TASK REQUIREMENTS – Review the material line by line. Identify and copy every line that contains the string "below".

DATASET CONTENT –

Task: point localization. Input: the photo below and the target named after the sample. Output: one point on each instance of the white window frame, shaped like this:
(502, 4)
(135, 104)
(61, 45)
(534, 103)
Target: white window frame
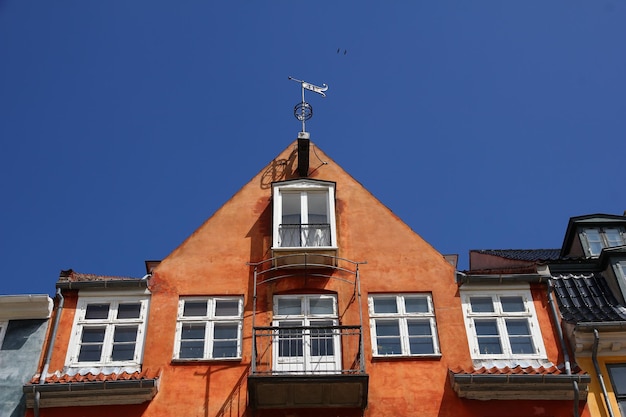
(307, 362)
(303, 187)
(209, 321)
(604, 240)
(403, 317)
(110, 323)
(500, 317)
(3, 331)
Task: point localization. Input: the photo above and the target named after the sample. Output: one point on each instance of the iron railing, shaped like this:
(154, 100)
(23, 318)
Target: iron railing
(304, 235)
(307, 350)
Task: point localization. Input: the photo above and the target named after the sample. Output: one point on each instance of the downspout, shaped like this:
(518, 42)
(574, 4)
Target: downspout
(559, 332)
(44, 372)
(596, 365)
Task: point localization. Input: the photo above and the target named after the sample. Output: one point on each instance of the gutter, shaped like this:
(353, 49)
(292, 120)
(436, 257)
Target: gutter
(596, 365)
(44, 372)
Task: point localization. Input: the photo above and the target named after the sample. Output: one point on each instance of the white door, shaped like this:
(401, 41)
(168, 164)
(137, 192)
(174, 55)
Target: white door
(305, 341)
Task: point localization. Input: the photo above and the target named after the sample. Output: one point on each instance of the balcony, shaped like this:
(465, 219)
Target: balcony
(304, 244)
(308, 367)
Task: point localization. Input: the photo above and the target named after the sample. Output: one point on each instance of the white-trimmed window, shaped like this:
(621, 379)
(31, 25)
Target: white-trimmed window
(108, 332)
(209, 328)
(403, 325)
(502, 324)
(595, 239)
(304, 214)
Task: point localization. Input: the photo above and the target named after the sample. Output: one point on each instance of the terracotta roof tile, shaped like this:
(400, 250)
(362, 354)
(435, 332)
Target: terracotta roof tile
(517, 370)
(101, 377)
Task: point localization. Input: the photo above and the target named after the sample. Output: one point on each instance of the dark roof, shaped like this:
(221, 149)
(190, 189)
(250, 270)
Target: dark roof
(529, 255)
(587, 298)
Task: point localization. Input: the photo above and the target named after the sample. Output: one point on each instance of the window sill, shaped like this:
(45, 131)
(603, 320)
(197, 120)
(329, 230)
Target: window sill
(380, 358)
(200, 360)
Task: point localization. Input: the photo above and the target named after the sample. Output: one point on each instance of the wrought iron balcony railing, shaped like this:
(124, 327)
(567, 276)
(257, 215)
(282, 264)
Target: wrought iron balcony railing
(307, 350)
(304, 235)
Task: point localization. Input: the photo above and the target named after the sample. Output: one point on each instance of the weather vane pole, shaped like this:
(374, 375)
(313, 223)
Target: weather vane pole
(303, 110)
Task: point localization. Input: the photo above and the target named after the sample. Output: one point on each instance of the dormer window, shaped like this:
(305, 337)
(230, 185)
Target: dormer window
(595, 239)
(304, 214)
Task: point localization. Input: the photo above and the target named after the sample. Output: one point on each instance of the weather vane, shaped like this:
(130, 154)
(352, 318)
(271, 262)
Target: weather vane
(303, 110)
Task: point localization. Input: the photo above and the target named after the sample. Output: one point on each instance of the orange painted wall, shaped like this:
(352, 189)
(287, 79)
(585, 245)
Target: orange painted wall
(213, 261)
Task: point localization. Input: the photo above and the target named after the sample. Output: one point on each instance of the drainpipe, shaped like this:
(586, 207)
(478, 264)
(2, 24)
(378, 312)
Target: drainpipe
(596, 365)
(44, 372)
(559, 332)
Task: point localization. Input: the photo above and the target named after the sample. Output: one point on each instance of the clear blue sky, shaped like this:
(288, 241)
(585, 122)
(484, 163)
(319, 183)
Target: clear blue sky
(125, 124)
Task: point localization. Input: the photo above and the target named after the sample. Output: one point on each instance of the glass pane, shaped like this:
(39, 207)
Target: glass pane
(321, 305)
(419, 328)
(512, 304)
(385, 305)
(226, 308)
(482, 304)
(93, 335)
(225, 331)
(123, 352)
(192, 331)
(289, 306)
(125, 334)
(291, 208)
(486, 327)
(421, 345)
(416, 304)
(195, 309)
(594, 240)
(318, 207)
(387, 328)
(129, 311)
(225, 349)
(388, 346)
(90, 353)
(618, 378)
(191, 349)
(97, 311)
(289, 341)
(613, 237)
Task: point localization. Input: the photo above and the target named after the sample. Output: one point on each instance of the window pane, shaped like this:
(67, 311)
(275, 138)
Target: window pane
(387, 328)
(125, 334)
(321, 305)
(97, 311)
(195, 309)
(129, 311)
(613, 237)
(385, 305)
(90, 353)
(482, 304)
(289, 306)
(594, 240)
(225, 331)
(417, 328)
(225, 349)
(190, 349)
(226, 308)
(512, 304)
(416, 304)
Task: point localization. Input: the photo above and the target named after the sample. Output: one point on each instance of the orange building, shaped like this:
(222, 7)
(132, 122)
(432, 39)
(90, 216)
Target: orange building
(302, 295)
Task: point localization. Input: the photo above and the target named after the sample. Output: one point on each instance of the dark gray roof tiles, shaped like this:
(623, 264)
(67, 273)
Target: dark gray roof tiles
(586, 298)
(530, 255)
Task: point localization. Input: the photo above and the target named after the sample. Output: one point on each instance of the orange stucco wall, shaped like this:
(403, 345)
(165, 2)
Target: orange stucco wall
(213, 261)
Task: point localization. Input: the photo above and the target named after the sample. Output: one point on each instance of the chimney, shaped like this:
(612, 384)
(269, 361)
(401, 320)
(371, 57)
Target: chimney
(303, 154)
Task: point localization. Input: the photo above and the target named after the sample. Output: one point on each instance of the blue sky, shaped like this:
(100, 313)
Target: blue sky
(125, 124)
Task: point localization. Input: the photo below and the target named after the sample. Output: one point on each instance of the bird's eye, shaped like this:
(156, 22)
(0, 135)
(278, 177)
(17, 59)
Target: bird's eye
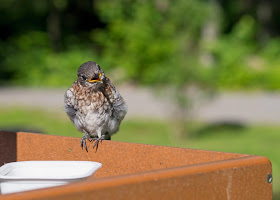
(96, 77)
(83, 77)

SOLUTION TO THE PROBLEM –
Task: point localization. Input: the photo below and the target named after the sample. Output: one point on each instance of the white window frame, shaped like this:
Task: point localization. Input: the photo below and the target named after the sample. Output: one point on each instance of the bird's eye, shaped like this:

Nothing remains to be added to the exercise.